*Assignment*
Extract, from the listing that follows, each line containing the word "below".

▽

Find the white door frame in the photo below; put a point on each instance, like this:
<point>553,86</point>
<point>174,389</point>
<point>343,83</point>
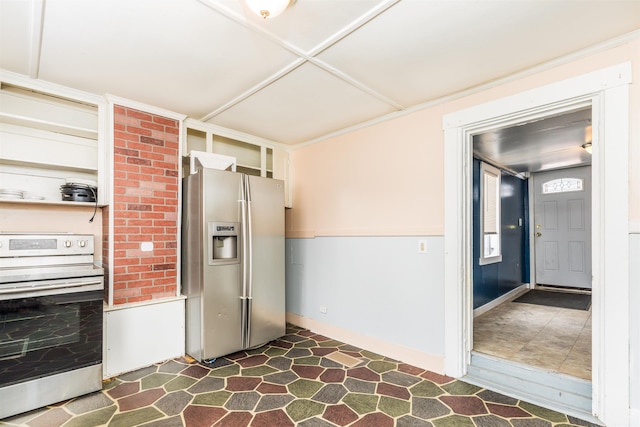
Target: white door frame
<point>607,92</point>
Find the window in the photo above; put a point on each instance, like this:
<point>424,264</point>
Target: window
<point>490,250</point>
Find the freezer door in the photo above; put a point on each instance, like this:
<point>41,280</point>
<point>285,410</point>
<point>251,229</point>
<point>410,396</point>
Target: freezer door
<point>266,282</point>
<point>221,284</point>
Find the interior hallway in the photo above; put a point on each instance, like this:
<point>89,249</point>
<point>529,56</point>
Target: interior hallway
<point>551,338</point>
<point>303,379</point>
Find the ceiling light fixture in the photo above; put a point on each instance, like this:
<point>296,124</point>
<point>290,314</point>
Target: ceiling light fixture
<point>267,8</point>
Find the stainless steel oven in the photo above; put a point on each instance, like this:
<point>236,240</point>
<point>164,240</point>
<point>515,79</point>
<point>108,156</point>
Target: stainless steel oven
<point>50,320</point>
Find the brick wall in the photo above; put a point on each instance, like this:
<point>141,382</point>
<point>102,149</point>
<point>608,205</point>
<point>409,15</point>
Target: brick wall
<point>145,206</point>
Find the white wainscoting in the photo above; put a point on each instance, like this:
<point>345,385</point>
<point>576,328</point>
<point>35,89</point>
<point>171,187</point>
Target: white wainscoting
<point>139,335</point>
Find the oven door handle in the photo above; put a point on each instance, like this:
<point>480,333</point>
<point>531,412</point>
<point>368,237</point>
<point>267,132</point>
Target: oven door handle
<point>51,289</point>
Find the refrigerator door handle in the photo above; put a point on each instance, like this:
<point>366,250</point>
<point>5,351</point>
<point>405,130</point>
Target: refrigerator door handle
<point>244,337</point>
<point>249,302</point>
<point>249,243</point>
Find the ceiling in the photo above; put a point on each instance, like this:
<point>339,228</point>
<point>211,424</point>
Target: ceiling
<point>321,67</point>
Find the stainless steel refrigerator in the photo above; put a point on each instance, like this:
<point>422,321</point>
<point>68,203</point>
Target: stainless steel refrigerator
<point>232,262</point>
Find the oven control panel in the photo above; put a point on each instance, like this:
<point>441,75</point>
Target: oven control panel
<point>20,245</point>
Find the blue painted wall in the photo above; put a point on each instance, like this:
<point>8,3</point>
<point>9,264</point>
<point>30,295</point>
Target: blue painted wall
<point>494,280</point>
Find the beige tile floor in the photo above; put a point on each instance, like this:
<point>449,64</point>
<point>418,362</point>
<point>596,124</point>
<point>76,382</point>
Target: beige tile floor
<point>552,338</point>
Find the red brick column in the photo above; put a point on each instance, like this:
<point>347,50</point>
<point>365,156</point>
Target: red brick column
<point>145,206</point>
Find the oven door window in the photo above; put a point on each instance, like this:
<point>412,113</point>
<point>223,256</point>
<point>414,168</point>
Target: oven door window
<point>46,335</point>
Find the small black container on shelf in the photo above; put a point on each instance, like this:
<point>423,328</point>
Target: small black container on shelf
<point>72,192</point>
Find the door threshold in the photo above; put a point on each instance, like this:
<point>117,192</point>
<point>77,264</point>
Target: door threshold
<point>552,390</point>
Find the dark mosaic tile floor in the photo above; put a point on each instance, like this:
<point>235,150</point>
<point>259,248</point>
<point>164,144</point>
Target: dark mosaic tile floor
<point>292,382</point>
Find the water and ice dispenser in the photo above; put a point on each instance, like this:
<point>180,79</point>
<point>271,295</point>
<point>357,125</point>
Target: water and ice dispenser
<point>223,242</point>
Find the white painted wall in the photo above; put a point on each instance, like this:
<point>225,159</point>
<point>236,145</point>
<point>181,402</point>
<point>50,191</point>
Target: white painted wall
<point>378,288</point>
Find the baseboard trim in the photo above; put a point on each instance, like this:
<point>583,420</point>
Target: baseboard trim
<point>420,359</point>
<point>511,295</point>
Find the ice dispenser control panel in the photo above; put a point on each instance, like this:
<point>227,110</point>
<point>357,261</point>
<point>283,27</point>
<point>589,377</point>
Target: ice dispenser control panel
<point>223,242</point>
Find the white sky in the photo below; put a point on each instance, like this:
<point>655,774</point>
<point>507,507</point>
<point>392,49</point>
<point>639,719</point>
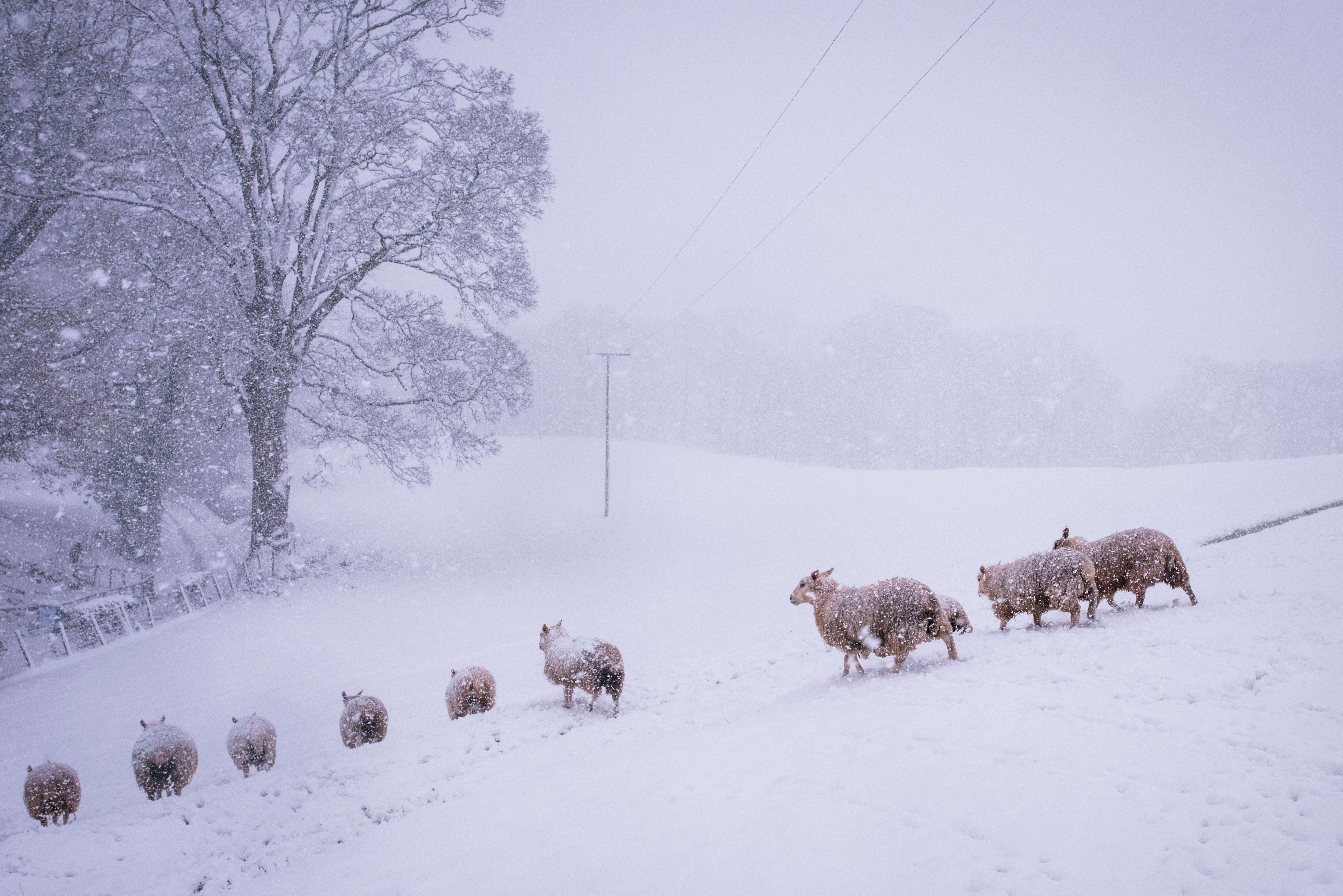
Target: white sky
<point>1162,178</point>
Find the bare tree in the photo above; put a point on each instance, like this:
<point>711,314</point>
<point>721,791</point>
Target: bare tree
<point>64,65</point>
<point>315,150</point>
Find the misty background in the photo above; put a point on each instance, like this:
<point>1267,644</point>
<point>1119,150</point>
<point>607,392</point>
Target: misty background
<point>1090,237</point>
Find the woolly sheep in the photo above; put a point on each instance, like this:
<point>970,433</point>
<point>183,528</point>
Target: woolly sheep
<point>1041,582</point>
<point>471,691</point>
<point>52,792</point>
<point>890,618</point>
<point>1133,561</point>
<point>164,758</point>
<point>363,721</point>
<point>587,664</point>
<point>252,742</point>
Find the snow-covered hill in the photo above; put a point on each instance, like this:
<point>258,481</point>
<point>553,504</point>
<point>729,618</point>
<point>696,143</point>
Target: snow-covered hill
<point>1172,749</point>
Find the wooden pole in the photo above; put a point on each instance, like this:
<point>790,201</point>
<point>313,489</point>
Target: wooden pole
<point>23,649</point>
<point>606,506</point>
<point>125,620</point>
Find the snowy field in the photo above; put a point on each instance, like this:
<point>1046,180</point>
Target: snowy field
<point>1166,750</point>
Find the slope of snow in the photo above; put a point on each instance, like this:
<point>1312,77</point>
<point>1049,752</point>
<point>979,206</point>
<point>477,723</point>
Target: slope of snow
<point>1172,749</point>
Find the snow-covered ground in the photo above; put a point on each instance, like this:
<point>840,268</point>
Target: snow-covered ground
<point>1172,749</point>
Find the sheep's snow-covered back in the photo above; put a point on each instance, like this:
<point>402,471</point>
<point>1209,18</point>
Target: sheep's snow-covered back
<point>159,742</point>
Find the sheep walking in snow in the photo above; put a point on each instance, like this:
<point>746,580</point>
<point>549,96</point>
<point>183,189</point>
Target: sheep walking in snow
<point>890,618</point>
<point>164,758</point>
<point>363,721</point>
<point>471,691</point>
<point>1133,561</point>
<point>587,664</point>
<point>52,793</point>
<point>957,616</point>
<point>1039,583</point>
<point>252,742</point>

△

*Written answer*
Find the white door frame in the photo below; put a point on each instance, like this:
Find the white sky in the photo below; put a point on each instance, like this:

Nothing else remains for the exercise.